START Text

Nowadays, sugar addiction is no surprise, because this stuff is everywhere. Here are some reasons why you might crave something sweet:


Back in caveman times we needed as much sugar as we possibly could get our hands on, in order to stay warm. We needed as much body fat as possible to survive those long, cold winters.

Sugar was a very rare resource at this time, just a few bites of berries every now and then. Something which is unthinkable today.

Today the desire for sugar isn’t gone and we have much easier access to it.


Again, sugar increases serotonin levels, like most antidepressant medications. Imagine you’re at home, feeling down and giving in to your cravings by eating your favourite chocolate bar. You’re actually self-medicating. Eating processed carbs gives you the fasted serotonin and energy boost. But also the fastest sugar crash.

Not long after eating something sweet, your blood glucose levels crash. Your body is irritated and starts to crave more sugar to boost your blood glucose levels back up and to have more energy.

Try instead a hot cup of fruit tea, talk to a friend of yours or go for a walk. Distract your attention from the chocolate. If you do have to eat, aim for slow releasing carbs like berries, oatmeal, carrots or a huge water melon.

END Text
START Dataset records

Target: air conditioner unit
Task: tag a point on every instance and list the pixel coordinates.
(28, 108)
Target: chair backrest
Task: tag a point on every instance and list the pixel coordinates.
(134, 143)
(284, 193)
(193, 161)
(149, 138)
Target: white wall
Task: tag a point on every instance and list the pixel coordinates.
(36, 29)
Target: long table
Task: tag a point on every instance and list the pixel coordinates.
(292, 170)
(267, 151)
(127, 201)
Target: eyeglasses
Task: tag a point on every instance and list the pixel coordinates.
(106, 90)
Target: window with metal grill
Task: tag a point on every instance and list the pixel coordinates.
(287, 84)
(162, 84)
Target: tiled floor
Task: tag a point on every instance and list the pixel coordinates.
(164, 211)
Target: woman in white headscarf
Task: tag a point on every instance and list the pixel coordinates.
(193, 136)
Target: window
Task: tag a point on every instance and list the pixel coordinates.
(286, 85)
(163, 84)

END Dataset records

Task ▸ Reproduce word for word everything in the sugar cravings text from "Today the desire" down to "huge water melon.". The records were taken from a different source than the text.

Response ▸
Today the desire for sugar isn’t gone and we have much easier access to it.


Again, sugar increases serotonin levels, like most antidepressant medications. Imagine you’re at home, feeling down and giving in to your cravings by eating your favourite chocolate bar. You’re actually self-medicating. Eating processed carbs gives you the fasted serotonin and energy boost. But also the fastest sugar crash.

Not long after eating something sweet, your blood glucose levels crash. Your body is irritated and starts to crave more sugar to boost your blood glucose levels back up and to have more energy.

Try instead a hot cup of fruit tea, talk to a friend of yours or go for a walk. Distract your attention from the chocolate. If you do have to eat, aim for slow releasing carbs like berries, oatmeal, carrots or a huge water melon.